━━━━━ RECORDS PROVIDED
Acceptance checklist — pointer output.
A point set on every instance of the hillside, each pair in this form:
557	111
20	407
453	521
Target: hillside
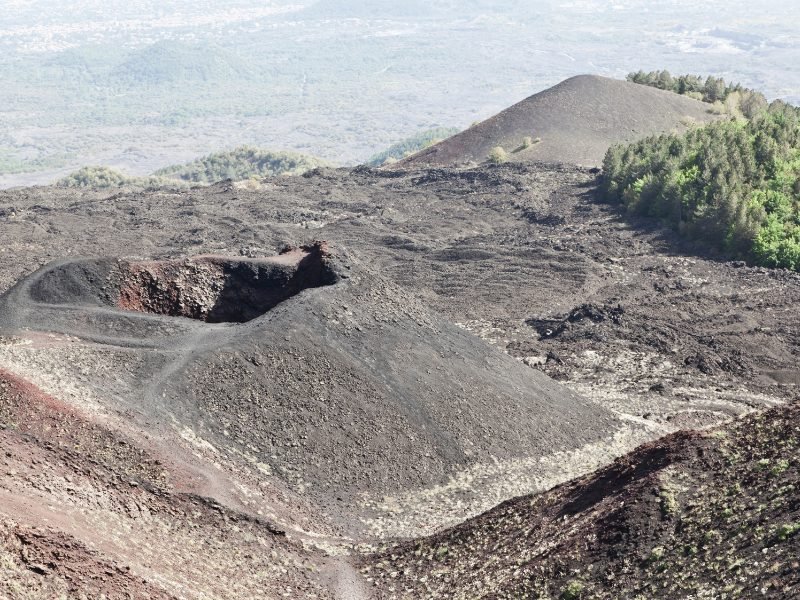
574	122
239	164
201	412
173	62
700	515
━━━━━━━━━━
TASK ITEM
Give back an exact reproduction of the entries, with all pictures excluded.

TASK ANSWER
Acceptance checklist — pointer output.
A point set on every instance of the hillside, each pair in this form:
557	111
20	407
453	521
Target: hillside
574	122
239	164
201	412
173	62
700	515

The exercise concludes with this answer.